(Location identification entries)
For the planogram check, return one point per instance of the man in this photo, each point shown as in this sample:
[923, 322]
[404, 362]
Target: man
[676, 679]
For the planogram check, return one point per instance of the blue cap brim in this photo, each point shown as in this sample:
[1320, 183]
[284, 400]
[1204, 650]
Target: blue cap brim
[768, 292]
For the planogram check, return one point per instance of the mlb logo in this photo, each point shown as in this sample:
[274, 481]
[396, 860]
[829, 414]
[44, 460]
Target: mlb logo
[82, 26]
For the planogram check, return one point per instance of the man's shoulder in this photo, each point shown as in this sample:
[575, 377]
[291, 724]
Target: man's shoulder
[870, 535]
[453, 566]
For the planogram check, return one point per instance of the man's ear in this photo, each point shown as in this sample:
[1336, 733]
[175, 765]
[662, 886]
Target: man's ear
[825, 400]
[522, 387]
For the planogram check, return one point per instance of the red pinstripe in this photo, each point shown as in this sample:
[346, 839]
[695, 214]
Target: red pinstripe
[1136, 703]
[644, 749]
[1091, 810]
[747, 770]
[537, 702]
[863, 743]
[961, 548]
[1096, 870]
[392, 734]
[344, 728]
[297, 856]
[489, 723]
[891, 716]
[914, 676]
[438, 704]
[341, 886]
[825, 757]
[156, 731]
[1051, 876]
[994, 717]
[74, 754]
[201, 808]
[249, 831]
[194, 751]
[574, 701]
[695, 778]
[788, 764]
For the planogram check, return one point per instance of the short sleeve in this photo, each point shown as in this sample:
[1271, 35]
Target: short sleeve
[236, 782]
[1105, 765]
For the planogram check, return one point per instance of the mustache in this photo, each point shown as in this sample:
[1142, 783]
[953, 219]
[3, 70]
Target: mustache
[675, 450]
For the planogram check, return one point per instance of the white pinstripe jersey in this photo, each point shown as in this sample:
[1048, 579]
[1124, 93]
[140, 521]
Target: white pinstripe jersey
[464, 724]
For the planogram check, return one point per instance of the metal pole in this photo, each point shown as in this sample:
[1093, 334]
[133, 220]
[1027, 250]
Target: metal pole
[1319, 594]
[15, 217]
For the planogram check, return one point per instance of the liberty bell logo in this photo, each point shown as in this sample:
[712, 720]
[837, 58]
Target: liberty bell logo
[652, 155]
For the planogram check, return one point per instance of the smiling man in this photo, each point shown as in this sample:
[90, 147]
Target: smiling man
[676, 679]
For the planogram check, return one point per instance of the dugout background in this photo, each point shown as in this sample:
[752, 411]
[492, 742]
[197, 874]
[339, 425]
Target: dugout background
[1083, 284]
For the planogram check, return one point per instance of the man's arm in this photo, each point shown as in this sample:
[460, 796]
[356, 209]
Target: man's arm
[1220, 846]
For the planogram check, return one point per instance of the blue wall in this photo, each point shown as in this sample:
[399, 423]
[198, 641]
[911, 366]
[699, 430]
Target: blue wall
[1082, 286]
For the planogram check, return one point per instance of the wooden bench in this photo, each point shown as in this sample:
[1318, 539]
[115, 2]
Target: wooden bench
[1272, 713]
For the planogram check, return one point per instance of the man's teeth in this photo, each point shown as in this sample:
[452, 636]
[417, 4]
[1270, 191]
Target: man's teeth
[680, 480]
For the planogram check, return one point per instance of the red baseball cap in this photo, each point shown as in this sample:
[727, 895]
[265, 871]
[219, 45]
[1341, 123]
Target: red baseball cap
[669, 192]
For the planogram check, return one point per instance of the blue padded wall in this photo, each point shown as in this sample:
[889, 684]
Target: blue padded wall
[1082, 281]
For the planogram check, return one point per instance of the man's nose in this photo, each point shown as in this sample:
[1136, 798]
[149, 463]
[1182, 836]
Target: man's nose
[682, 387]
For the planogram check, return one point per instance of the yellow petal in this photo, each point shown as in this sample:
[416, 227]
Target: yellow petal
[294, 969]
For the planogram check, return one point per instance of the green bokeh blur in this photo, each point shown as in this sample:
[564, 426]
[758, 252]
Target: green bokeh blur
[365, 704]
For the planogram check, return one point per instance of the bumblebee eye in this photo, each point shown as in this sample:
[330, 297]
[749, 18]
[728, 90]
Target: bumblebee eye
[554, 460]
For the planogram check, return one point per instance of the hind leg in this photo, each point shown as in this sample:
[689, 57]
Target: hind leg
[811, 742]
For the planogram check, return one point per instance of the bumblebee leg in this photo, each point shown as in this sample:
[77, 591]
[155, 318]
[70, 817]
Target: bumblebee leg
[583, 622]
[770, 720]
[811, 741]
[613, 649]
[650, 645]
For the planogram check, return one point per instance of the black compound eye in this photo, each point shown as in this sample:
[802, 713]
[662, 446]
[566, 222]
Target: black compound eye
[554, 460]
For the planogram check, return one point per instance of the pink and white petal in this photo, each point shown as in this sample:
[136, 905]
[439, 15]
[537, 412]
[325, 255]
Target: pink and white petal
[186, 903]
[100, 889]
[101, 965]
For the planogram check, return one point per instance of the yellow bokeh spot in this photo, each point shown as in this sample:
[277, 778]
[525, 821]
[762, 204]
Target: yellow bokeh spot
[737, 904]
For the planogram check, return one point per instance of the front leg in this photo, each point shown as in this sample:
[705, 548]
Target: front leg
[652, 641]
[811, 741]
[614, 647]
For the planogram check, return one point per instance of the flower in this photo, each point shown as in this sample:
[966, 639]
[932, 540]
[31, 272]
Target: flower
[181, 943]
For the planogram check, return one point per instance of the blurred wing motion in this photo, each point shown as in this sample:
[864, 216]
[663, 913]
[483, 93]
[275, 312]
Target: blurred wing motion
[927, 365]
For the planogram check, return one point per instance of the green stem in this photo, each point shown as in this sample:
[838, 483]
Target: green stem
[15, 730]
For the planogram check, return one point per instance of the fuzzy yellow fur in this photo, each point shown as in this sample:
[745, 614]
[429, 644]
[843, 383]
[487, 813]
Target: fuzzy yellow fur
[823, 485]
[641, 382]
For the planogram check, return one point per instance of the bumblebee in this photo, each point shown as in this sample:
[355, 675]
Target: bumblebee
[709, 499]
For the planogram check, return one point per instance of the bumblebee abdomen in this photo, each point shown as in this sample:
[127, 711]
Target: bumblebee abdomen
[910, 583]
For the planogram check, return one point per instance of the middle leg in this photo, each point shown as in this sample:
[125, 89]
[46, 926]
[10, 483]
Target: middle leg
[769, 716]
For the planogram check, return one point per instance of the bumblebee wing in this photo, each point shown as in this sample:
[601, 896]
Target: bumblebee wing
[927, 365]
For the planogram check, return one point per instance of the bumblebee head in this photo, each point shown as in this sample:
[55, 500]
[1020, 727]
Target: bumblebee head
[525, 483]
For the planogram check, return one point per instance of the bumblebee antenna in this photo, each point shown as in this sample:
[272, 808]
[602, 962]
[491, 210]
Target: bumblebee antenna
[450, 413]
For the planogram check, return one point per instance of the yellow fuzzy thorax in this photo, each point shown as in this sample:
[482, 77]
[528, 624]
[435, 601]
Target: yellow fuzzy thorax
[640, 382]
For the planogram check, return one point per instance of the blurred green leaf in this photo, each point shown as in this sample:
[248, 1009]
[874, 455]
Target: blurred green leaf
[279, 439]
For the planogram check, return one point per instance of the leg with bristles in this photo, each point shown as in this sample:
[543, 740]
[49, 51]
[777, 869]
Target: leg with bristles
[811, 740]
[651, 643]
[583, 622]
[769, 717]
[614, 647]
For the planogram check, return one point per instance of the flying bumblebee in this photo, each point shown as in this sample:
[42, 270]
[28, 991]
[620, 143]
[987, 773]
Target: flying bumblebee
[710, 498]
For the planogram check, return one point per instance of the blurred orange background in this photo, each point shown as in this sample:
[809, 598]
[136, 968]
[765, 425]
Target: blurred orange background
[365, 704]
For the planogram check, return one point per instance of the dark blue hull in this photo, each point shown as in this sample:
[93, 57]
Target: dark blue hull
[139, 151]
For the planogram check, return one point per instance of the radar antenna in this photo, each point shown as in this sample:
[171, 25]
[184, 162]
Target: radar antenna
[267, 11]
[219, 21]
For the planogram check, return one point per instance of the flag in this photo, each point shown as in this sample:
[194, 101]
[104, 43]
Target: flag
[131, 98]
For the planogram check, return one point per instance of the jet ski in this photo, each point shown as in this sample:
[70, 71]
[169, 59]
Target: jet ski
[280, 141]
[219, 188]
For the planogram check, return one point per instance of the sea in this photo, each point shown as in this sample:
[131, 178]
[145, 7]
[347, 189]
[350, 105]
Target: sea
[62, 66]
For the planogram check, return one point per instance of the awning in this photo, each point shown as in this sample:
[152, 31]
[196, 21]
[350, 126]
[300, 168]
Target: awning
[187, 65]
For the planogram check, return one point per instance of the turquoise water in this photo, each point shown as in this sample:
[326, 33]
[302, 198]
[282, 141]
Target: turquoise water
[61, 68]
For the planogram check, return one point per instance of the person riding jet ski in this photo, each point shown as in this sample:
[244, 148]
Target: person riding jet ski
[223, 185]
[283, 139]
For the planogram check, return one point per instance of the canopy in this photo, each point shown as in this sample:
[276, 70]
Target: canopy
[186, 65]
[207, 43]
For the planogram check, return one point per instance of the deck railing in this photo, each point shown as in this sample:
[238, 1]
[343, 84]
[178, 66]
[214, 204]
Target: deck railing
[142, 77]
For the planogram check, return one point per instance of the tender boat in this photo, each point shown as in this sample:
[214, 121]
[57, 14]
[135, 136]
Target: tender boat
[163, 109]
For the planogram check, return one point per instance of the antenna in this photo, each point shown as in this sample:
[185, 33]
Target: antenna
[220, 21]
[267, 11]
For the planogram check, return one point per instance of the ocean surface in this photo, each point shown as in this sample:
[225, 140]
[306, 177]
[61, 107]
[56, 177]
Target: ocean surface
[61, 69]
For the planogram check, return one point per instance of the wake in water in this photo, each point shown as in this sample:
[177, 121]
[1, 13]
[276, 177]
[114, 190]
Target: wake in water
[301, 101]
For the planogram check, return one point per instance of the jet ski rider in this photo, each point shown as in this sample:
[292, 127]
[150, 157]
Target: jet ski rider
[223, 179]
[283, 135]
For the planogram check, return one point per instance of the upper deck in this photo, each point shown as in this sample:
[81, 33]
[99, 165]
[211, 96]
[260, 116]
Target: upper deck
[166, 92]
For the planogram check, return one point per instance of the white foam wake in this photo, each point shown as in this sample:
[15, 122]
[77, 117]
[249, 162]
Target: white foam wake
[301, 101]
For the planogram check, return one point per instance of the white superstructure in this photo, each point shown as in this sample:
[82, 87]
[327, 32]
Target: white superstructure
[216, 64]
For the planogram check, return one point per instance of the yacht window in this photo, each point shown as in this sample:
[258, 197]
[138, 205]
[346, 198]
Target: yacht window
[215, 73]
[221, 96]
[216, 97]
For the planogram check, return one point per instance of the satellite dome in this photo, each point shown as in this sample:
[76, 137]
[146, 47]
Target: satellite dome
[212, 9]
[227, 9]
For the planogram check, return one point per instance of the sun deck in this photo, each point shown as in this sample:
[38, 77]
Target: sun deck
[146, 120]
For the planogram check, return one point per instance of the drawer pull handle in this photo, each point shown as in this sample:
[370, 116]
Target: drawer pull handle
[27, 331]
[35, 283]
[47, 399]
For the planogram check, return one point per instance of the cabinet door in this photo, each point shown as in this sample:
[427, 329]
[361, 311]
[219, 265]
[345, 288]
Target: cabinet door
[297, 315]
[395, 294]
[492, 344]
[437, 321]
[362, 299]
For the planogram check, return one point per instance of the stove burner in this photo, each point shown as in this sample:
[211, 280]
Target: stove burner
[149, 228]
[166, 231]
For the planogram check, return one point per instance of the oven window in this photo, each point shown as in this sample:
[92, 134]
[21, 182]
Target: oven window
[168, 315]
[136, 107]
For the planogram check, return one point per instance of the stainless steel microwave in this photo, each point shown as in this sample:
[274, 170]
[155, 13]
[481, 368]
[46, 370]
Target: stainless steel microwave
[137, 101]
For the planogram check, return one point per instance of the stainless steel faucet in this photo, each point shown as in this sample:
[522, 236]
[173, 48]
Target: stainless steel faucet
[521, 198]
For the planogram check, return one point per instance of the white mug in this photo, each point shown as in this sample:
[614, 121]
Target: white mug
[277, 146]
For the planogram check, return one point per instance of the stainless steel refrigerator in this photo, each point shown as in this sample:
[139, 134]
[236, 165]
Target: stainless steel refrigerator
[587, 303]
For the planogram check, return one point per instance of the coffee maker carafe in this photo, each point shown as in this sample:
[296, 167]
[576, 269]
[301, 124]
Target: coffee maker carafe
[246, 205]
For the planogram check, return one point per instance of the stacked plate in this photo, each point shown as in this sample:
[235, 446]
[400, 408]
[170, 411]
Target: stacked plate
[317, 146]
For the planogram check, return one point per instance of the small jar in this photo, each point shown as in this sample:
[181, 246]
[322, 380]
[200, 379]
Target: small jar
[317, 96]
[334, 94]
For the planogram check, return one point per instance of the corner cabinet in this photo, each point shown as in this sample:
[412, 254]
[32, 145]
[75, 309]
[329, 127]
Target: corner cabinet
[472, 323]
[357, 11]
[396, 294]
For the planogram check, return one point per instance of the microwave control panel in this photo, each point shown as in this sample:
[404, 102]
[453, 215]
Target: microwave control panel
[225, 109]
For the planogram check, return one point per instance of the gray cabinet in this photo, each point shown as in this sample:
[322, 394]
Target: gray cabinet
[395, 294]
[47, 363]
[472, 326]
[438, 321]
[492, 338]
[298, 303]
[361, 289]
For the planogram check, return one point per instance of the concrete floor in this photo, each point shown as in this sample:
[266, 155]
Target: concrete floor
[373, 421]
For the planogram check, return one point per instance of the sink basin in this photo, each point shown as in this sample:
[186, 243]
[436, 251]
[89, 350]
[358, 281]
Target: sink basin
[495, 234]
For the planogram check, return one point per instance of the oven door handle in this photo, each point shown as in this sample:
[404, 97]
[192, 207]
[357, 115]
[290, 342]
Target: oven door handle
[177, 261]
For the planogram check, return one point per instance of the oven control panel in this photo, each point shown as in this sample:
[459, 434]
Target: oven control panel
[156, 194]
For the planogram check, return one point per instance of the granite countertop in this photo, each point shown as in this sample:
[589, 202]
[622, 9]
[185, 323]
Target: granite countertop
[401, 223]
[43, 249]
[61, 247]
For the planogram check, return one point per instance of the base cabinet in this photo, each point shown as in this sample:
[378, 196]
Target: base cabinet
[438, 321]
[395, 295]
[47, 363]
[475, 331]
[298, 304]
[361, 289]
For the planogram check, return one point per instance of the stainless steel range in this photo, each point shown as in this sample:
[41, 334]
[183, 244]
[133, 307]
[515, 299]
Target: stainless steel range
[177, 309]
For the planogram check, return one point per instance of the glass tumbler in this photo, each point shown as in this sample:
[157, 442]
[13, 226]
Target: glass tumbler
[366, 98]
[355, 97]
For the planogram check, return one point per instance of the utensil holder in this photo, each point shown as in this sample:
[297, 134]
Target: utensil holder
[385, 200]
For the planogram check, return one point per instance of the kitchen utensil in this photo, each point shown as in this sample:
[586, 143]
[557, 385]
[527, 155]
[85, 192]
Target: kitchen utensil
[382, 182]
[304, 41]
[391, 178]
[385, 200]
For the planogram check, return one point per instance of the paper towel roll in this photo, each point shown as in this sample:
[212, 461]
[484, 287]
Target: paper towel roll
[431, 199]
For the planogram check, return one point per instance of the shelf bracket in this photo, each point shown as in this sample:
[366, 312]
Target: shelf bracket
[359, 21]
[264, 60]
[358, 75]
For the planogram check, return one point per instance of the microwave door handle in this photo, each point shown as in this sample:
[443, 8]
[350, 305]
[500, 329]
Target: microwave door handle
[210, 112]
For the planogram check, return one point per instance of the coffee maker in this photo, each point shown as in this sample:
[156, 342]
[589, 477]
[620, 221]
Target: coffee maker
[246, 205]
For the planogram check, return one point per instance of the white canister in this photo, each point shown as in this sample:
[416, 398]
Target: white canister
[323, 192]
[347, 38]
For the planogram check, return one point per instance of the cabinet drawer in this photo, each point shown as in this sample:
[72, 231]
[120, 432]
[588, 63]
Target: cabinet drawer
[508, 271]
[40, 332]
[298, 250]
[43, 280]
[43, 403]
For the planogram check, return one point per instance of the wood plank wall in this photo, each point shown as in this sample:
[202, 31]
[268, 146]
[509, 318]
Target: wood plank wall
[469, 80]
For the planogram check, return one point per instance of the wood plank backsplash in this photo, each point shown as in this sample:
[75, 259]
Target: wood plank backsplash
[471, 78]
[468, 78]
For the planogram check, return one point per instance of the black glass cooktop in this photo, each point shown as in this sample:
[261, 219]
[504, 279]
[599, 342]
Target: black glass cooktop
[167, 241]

[STATED EXERCISE]
All lines from the line containing "the cabinet drawer" through the end of the listing above are to be duplicated exactly; include both ends and nothing further.

[EXERCISE OUTPUT]
For the planogram check, return one point per instance of the cabinet drawer in this photo, each point shown as in this sample:
[72, 231]
[120, 432]
[588, 63]
Target: cabinet drawer
[508, 271]
[40, 332]
[298, 250]
[43, 280]
[43, 403]
For the planogram check, return one point per instance of the wood plank wall in this photo, each point shown as in this sample:
[202, 31]
[268, 146]
[509, 318]
Target: wood plank wall
[469, 80]
For the planogram check, return one point per instance of the wood plank backsplash in this photo, each point shown as in this sample:
[75, 259]
Target: wood plank backsplash
[471, 78]
[468, 78]
For the planogram check, return one point per instance of the black glass cooktop in this photo, each point shown as in this sample:
[261, 219]
[504, 279]
[599, 342]
Target: black glass cooktop
[167, 241]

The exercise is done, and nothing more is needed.